## Task objective
Keep to one stretch of the data below, the lines from the one with "[spot] the white star-shaped" up to and including the one with "[spot] the wooden post", and return that stretch exactly.

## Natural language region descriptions

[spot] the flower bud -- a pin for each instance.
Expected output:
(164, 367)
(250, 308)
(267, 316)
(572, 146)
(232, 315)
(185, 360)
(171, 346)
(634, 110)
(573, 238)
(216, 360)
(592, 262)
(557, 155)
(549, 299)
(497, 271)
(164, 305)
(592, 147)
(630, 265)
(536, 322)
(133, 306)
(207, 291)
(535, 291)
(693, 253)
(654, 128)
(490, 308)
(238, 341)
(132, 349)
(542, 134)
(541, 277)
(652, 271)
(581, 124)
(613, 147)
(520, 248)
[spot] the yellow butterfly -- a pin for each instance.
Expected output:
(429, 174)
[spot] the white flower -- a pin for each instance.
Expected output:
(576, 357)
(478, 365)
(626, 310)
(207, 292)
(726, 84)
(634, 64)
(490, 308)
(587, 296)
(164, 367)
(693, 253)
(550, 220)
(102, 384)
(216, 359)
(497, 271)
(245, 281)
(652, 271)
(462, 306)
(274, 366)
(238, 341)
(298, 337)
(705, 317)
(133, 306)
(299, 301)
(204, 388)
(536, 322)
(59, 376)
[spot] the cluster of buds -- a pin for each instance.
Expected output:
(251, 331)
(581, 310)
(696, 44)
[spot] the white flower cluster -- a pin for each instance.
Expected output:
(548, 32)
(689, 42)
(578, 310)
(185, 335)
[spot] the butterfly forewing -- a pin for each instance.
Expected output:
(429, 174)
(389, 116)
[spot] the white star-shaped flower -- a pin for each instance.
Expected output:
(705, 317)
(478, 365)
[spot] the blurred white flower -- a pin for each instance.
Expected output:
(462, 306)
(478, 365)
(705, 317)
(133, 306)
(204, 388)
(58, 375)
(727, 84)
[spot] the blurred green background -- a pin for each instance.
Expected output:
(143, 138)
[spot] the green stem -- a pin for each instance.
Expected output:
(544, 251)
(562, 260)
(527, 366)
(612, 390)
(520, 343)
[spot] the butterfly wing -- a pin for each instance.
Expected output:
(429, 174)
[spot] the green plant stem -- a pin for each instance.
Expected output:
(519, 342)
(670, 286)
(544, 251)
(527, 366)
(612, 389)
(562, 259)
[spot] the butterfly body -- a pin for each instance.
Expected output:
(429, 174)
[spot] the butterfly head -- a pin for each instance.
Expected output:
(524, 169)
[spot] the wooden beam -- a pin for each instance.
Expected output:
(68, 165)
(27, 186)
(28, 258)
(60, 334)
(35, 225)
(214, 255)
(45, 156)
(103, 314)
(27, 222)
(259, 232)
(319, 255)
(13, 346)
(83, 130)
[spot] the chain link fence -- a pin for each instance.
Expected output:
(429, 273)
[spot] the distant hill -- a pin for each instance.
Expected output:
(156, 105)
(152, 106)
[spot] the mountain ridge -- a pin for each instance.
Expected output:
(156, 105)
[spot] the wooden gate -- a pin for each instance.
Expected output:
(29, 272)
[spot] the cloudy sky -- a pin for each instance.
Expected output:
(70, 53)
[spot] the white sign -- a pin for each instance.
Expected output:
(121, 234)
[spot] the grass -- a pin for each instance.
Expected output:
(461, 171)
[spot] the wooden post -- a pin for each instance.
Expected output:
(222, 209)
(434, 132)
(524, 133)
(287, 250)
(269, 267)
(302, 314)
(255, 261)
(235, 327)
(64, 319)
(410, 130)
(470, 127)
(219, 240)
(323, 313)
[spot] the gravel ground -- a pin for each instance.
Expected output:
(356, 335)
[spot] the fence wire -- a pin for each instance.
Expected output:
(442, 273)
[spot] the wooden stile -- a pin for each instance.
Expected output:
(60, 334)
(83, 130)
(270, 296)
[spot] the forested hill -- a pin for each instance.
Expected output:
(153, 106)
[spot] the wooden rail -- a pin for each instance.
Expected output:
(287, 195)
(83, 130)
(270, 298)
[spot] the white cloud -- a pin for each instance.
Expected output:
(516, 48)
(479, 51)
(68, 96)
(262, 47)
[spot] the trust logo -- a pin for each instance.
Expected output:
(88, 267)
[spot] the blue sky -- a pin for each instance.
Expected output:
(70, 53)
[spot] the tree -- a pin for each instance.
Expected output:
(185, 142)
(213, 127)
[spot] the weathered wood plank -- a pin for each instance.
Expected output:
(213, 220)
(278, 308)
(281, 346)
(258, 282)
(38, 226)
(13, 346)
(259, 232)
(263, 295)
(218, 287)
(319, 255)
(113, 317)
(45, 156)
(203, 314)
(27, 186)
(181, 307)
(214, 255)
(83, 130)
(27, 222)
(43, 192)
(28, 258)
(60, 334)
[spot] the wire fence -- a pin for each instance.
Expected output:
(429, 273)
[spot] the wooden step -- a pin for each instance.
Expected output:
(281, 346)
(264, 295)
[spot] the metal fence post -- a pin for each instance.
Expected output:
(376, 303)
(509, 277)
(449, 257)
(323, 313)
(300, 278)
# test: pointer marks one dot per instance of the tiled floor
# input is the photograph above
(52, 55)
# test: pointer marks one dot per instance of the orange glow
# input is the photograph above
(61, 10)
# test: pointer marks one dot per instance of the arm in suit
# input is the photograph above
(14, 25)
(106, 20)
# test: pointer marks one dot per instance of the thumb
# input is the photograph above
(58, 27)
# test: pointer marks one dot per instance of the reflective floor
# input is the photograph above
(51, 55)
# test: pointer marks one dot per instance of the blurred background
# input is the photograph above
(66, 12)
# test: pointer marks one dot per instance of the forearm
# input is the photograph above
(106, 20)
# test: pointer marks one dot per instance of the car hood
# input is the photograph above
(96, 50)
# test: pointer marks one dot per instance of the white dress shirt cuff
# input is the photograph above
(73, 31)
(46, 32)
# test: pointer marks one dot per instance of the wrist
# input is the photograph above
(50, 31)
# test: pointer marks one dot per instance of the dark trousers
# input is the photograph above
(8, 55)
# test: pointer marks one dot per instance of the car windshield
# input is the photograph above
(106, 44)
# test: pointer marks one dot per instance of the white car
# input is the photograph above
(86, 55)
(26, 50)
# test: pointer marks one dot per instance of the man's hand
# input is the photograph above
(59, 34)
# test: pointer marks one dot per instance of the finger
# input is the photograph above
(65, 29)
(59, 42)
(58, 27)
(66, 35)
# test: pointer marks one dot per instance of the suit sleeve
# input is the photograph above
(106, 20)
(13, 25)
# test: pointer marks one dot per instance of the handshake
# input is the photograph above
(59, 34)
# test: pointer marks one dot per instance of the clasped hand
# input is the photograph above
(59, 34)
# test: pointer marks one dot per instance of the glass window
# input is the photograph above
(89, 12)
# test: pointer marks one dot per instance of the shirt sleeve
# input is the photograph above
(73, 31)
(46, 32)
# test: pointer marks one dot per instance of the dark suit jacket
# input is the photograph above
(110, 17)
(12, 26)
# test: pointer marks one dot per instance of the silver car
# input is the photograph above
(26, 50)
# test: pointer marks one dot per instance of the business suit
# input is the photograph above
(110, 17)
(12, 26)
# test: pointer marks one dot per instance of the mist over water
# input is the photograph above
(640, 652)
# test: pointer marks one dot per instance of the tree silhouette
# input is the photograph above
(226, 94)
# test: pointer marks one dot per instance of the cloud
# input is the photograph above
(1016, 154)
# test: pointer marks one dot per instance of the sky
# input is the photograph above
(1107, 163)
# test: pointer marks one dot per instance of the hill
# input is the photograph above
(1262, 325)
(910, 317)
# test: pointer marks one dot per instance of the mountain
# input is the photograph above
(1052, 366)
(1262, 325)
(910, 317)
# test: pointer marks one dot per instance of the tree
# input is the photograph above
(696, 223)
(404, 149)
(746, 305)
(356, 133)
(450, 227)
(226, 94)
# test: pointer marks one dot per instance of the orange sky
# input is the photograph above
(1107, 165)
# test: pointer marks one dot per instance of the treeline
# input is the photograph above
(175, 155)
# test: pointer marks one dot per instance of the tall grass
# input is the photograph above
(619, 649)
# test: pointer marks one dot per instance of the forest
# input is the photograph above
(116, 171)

## Response box
[spot] the white star-shaped flower -- a pin for each instance.
Expected output:
(705, 317)
(478, 365)
[spot] the blurred white flower -- a pin for each instance.
Expected output:
(462, 306)
(478, 365)
(705, 317)
(133, 306)
(204, 388)
(58, 375)
(727, 84)
[spot] the blurred green background -- a pin for each instance.
Expected output:
(143, 138)
[spot] the green stem -- a pin for each instance.
Expected output:
(544, 251)
(562, 260)
(527, 366)
(612, 390)
(520, 343)
[spot] the butterfly wing -- a pin for each instance.
Expected output:
(429, 174)
[spot] the green plant stem -- a pin for each instance.
Expected output:
(519, 342)
(670, 286)
(544, 251)
(527, 366)
(612, 389)
(562, 259)
[spot] the butterfly body -- a pin for each instance.
Expected output:
(429, 174)
[spot] the butterfly head -- a pin for each instance.
Expected output:
(524, 169)
[spot] the wooden beam -- a pin for each instance.
Expected output:
(68, 165)
(27, 186)
(28, 258)
(60, 334)
(35, 225)
(214, 255)
(45, 156)
(103, 314)
(27, 222)
(259, 232)
(319, 255)
(13, 346)
(83, 130)
[spot] the chain link fence -- a pin for each instance.
Expected output:
(429, 273)
[spot] the distant hill -- a pin for each instance.
Expected output:
(156, 105)
(152, 106)
[spot] the mountain ridge -- a pin for each instance.
Expected output:
(156, 105)
[spot] the wooden gate -- a pin for each instance.
Expected output:
(29, 272)
[spot] the cloudy sky -- a pin for each instance.
Expected output:
(70, 53)
[spot] the white sign -- a pin for each instance.
Expected output:
(121, 234)
[spot] the grass -- a pin for each instance.
Expected output:
(461, 171)
[spot] the wooden post -- a pin for each instance.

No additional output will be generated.